▶ _Exercise aim_
Your task is to transcribe exactly, and only, the lines running from the one with "Every instance of the common" to the end of the listing below, inclusive, with every picture left out.

==============================

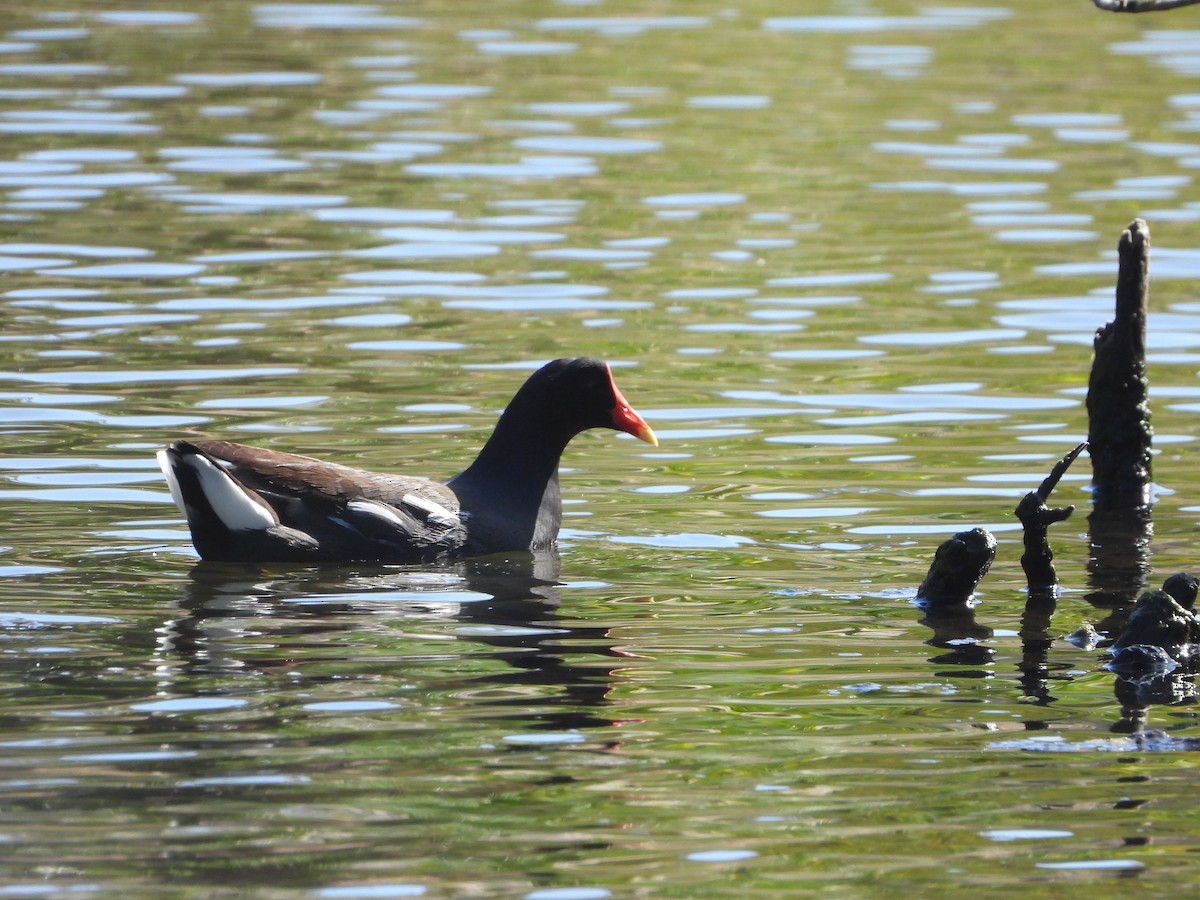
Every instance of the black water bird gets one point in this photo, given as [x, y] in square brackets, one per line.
[251, 504]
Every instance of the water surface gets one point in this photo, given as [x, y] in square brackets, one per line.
[847, 263]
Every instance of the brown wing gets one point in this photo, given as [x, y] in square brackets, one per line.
[303, 475]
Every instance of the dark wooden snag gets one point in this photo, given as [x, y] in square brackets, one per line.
[1120, 433]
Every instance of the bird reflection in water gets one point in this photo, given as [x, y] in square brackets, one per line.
[557, 672]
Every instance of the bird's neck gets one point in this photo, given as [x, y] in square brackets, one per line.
[513, 484]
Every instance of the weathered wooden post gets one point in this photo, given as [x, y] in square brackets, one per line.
[1120, 433]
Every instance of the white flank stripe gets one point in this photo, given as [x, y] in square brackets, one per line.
[435, 511]
[235, 510]
[168, 472]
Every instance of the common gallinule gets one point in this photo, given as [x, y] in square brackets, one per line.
[249, 504]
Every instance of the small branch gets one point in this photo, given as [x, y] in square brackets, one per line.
[1119, 431]
[1037, 517]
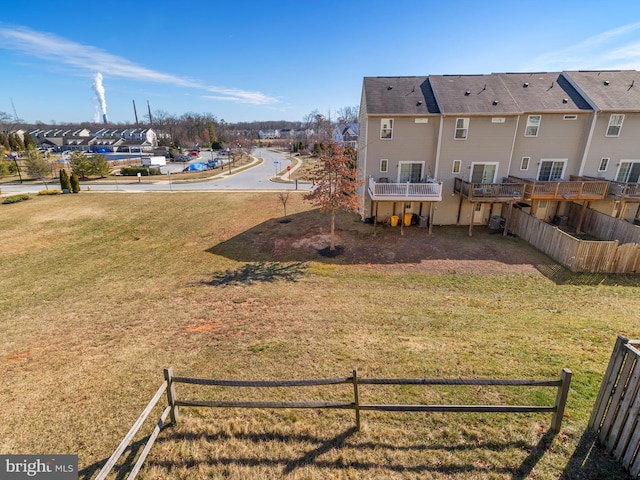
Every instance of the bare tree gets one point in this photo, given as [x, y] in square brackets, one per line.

==============================

▶ _Solution_
Every instance of the common gallinule gets one point in this photo, given as [x, y] in square brackets, one per line.
[249, 504]
Every instance of the small branch gets one point in this photo, given as [x, y] in square brackets, one per line.
[1119, 431]
[1037, 517]
Every instance of the bare tree gets one point in this photo, given as [x, y] in square brackets, one per line.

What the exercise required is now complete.